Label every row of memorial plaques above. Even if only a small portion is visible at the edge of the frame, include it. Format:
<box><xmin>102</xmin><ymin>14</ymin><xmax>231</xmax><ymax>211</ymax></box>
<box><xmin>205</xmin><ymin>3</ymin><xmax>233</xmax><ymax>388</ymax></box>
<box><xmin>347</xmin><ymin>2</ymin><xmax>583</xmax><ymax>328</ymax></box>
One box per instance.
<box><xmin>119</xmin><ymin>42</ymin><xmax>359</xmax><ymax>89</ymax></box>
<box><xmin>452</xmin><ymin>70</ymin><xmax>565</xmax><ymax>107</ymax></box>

□ □ □ □ □

* Short task: Return each line of the listing above that contains the string "xmin", treating uppercase and lowercase letters as different.

* Solution for this exercise:
<box><xmin>102</xmin><ymin>14</ymin><xmax>231</xmax><ymax>211</ymax></box>
<box><xmin>205</xmin><ymin>3</ymin><xmax>233</xmax><ymax>388</ymax></box>
<box><xmin>347</xmin><ymin>2</ymin><xmax>583</xmax><ymax>328</ymax></box>
<box><xmin>119</xmin><ymin>42</ymin><xmax>359</xmax><ymax>89</ymax></box>
<box><xmin>452</xmin><ymin>70</ymin><xmax>565</xmax><ymax>107</ymax></box>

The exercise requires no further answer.